TASK TO COMPLETE: Type out the records that follow, exactly as given.

-- start DATASET EXCERPTS --

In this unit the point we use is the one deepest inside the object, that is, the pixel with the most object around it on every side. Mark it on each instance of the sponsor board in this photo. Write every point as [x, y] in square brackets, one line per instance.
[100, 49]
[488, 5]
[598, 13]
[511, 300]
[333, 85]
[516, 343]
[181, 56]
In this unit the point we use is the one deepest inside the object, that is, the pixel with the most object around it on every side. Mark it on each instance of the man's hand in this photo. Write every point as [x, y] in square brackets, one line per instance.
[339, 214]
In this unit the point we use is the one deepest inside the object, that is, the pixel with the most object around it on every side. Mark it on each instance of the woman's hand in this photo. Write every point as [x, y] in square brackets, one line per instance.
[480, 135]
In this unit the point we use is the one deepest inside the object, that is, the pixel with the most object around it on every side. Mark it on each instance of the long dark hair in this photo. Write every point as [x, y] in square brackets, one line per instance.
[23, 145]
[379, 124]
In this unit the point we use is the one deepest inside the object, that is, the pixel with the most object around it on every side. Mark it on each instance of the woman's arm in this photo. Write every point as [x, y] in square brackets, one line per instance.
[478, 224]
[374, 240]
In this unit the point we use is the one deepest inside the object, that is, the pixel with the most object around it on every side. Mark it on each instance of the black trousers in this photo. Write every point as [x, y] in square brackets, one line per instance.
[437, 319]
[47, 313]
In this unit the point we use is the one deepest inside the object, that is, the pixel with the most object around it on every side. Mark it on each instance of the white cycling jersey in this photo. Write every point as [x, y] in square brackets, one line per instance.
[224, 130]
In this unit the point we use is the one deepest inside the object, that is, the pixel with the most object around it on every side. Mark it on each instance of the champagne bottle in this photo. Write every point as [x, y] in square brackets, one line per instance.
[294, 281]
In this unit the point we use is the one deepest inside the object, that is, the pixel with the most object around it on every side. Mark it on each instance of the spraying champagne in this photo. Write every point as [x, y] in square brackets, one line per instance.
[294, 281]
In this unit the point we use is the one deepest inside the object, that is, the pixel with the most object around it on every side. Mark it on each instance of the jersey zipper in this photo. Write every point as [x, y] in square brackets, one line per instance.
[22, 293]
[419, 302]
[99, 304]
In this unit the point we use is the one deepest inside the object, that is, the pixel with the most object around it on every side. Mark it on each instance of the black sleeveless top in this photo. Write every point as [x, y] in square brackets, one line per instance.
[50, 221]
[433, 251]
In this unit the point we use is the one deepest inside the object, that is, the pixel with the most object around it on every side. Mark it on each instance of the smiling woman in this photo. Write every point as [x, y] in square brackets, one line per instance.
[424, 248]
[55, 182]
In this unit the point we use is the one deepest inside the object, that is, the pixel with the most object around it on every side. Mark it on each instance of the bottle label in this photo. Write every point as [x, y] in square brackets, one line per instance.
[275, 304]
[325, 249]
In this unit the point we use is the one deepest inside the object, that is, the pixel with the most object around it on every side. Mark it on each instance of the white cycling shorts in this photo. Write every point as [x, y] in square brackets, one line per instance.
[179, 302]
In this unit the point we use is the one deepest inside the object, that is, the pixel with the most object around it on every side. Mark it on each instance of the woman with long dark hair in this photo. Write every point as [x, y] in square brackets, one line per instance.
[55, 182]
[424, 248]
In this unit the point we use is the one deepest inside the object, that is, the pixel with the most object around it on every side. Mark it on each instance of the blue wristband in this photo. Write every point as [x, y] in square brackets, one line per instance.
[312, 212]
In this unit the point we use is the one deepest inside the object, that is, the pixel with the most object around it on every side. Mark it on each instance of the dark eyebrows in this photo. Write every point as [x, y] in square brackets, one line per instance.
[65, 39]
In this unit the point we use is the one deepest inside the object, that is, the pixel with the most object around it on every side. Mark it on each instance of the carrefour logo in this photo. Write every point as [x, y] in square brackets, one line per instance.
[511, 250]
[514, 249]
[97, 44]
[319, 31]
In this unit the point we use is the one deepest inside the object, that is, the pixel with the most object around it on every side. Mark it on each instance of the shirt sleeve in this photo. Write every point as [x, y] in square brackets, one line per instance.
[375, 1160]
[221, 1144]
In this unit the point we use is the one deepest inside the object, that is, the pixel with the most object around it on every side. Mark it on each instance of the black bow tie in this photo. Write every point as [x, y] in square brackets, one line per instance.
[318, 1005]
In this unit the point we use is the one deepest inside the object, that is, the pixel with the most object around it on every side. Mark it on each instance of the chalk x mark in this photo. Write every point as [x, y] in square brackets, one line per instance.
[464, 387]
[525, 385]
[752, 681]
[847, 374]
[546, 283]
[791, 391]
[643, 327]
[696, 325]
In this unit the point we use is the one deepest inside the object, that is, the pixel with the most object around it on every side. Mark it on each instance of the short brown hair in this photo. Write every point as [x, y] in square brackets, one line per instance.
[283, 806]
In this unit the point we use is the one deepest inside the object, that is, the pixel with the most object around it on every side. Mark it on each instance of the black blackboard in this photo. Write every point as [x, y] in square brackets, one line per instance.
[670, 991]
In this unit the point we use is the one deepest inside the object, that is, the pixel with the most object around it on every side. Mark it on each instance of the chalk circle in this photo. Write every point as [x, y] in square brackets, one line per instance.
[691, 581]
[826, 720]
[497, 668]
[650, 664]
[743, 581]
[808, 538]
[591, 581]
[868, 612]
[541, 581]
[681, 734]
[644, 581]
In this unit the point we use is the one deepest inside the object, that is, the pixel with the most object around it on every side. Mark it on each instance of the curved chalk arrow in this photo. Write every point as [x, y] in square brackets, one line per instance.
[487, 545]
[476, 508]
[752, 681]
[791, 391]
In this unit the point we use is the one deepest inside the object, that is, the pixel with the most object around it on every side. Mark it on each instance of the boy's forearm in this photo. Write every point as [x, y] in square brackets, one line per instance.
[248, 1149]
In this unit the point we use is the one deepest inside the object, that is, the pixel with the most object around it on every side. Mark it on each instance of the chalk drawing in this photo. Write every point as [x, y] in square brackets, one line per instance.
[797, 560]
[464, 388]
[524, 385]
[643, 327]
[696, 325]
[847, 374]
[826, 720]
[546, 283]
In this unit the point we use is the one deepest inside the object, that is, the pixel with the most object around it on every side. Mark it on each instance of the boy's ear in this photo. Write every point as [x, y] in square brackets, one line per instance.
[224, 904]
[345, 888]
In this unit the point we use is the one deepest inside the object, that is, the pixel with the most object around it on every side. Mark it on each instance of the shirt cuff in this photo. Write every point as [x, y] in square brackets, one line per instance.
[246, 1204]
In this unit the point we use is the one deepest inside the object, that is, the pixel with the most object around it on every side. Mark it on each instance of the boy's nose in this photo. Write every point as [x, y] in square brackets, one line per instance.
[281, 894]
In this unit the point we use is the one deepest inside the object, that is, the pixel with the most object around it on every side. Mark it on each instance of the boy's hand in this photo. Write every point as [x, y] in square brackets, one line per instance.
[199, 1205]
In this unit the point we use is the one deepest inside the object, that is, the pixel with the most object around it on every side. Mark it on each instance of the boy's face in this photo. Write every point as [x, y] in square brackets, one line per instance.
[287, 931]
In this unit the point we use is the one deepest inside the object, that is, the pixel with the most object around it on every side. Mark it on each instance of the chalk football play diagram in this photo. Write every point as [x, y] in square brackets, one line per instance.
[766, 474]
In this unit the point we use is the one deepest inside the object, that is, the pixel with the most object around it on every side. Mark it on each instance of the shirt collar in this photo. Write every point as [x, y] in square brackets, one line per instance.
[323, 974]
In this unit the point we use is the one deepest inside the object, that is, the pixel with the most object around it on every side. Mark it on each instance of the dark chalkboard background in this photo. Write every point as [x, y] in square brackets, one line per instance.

-- end DATASET EXCERPTS --

EXERCISE ANSWER:
In this unit the point we use is the one deepest inside the object, that is, the pixel with the most object around it on every side. Mark it on each instance of the sponsor board in this photo. Write every point as [x, y] in square brackets, one line per instance.
[100, 49]
[488, 5]
[598, 13]
[511, 300]
[333, 85]
[516, 343]
[181, 56]
In this unit the point we use is the one deepest inside the object, that is, the pixel with the most object around it on every side. Mark it on each instance of the man's hand in this photo. Write every point as [x, y] in square brackets, one line per instance.
[339, 214]
In this unit the point we use is the one deepest inside the object, that is, the pixel with the most object around it on every side. Mark it on each instance of the woman's hand in this photo. Write every point as [x, y] in square brackets, one line per instance.
[480, 135]
In this unit the point we use is the one deepest inside the object, that is, the pixel with the most object around it on every side. Mark it on each instance of the long dark hair in this photo. Write every point as [x, y] in square brackets, one line per instance.
[23, 145]
[379, 124]
In this unit the point we use is the one deepest inside the object, that is, the pixel with the most object around it on every side. Mark it on each instance of the woman's arm in this photo. Write every point as [x, y] in square brackets, one line per instance.
[478, 224]
[374, 240]
In this unit the point we use is the one deepest inside the object, that is, the pixel with the most object around it on every side. Mark it on each instance of the black trousers in this photo. Write every point as [x, y] in square brackets, one line per instance.
[437, 319]
[47, 313]
In this unit the point we use is the one deepest inside the object, that is, the pixel with the most object around it on every side. Mark it on each instance of the white cycling jersey in this photo. Write every point as [x, y] in square brackets, one line per instance.
[224, 130]
In this unit the point we use is the one deepest inside the object, that is, the pixel with the most object around it on every side. Mark it on each instance of the champagne bottle in this photo. Write every point as [x, y] in square brackets, one line per instance.
[294, 281]
In this unit the point we use is the one deepest inside the object, that is, the pixel with the most object around it on every side. Mark it on each instance of the spraying champagne in this photo. Write every point as [x, y] in square brackets, one line per instance.
[294, 281]
In this unit the point we use is the one deepest inside the object, that is, the pixel with the most object around it on every side. Mark it on each instance of the jersey zipper in this photo. Write every point as [x, y] in square brackets, one line per instance.
[22, 293]
[419, 302]
[99, 304]
In this unit the point we use is the one deepest inside the object, that is, the pixel with the most object around it on every side. Mark it on each instance of the black sleeveless top in this photo. Write every point as [x, y] in square brackets, one line per instance.
[50, 221]
[433, 251]
In this unit the point we use is the one deepest inside the object, that is, the pixel with the most object around it on every side. Mark it on each instance of the smiling woman in this photo. Write every point as [x, y] in square brackets, one line per instance.
[424, 248]
[55, 182]
In this unit the point we use is the one deepest inside the object, that is, the pixel with the most object around it on every side. Mark it on each instance of the bottle label in this photo. Write every point as [x, y] in square brackets, one line per instance.
[275, 304]
[325, 249]
In this unit the point we use is the one deepest inside the object, that is, the pixel with the most object around it on every side. Mark it on each instance of the white cycling shorts in this photo. Write every point as [x, y] in square brackets, one line per instance.
[179, 302]
In this unit the point we use is the one deepest inside the object, that is, the pixel with the most object around it on every side. Mark it on each instance of the woman with long dark hair in this photo. Write every point as [x, y] in square brackets, one line per instance.
[55, 182]
[424, 248]
In this unit the point we use is the one deepest inside the object, that is, the pixel with the most object around it on every side. Mark it on each instance of the blue wristband in this photo. Write every point as [x, y] in square brackets, one line per instance.
[312, 212]
In this unit the point we use is the one deepest inside the object, that is, the pixel with the most object around it on every side. Mark it on each instance of the dark eyebrows in this photo. Write every point as [x, y] in square brackets, one line per instance.
[65, 39]
In this unit the point we use is the one deepest inside the object, that is, the pixel with the most object around it on every side. Mark it on each instance of the carrefour logo in this photo. Write every point as [x, y] in square brackets, one line per instance.
[511, 250]
[514, 249]
[97, 44]
[319, 31]
In this unit the point we use is the one deepest inside the object, that is, the pixel with the most object around it on every side. Mark it on each instance of the shirt sleeve in this photo. Write every point as [x, y] in square brackets, one line per instance.
[375, 1160]
[221, 1144]
In this unit the point we use is the one deepest inside the object, that is, the pixel with the most object around it on every side. Mark it on each instance of the black bow tie in this photo. Write every point as [x, y] in square brackets, one line per instance.
[318, 1005]
In this unit the point we use is the one deepest inside the object, that is, the pixel with the most object around it on every side. Mark it on each instance of the chalk x mark in this photo. Write every point as [x, y] in square brackets, one line per instance.
[464, 387]
[525, 385]
[752, 681]
[847, 374]
[546, 283]
[791, 391]
[643, 327]
[696, 325]
In this unit the point we use is the one deepest inside the object, that is, the pixel with the most object around it on every side. Mark it on each instance of the short brown hair in this photo. Write every point as [x, y] in square brackets, one line per instance.
[283, 806]
In this unit the point we use is the one deepest inside the object, that is, the pixel with the most object around it on every side. Mark it on each instance of the black blackboard in this photo. Write every point as [x, y] in square brackets, one line per instance.
[670, 991]
In this unit the point we use is the one deepest inside the object, that is, the pixel with the most object around it on every side. Mark it on each instance of the chalk circle in this photo. Write every point as [x, y] in square brackets, one line per instance.
[691, 581]
[826, 720]
[497, 668]
[650, 664]
[743, 581]
[808, 538]
[591, 581]
[868, 612]
[541, 581]
[681, 734]
[644, 581]
In this unit the point we use is the one deepest inside the object, that is, the pixel with the most object around it on every side. Mark it on each instance of the curved chalk arrow in this photo. Write every point as [x, y] in square brackets, one line per instance.
[487, 545]
[476, 508]
[752, 681]
[791, 391]
In this unit the point we use is the one deepest inside the object, that is, the pixel with the most object around it on every side. Mark it on each instance of the boy's forearm in this photo. Write every point as [x, y] in square brackets, one line per instance.
[248, 1149]
In this unit the point we use is the one deepest inside the object, that is, the pixel with the most object around it on every side. Mark it on each instance of the chalk drawing in this photo. Write every point as [x, y] in square brackets, one line per instance.
[797, 560]
[464, 388]
[524, 385]
[643, 327]
[696, 325]
[847, 374]
[826, 720]
[546, 283]
In this unit the point we use is the one deepest inside the object, that is, the pixel with the most object around it on every side. Mark it on each instance of the boy's ear in this photo. Write every point as [x, y] in square brackets, one line per instance.
[224, 904]
[345, 888]
In this unit the point we use is the one deepest inside the object, that is, the pixel with the most object around it on every side. Mark it on each instance of the shirt cuff in this photo. Write every point as [x, y] in square brackets, one line per instance.
[246, 1204]
In this unit the point we use is the one deepest inside the object, that is, the pixel with the most object around it on every side. Mark it on each instance of the boy's nose in this photo. Write every point as [x, y] in square brackets, one line per instance.
[281, 894]
In this unit the point we use is the one deepest inside the object, that is, the pixel with the most object around it on every side. Mark it on each instance of the boy's hand in this photo. Write every point as [x, y] in square brackets, one line per instance.
[199, 1205]
In this unit the point we use is the one deepest inside the object, that is, the pixel with the most object around it on every side. Mark it on each instance of the boy's face in this photo. Write every point as [x, y] in square brackets, one line per instance.
[287, 931]
In this unit the point we use is the one deepest inside the object, that is, the pixel with the most object around it on every side. Mark it on each instance of the chalk football play diagram in this photo. Write every point as [x, y] in square brackets, one line per instance.
[766, 474]
In this unit the point we use is the one deepest inside the object, that is, the pixel with the most object around it on every side. Mark it on each instance of the shirt collar in this photo. Write every point as [x, y] in square brackets, one line per instance.
[323, 974]
In this unit the point we use is the one deepest inside the object, that is, the pixel with the most object around it on every side. Mark it on each instance of the dark chalkboard background in this photo. Write every point as [x, y] in square brackets, one line per instance.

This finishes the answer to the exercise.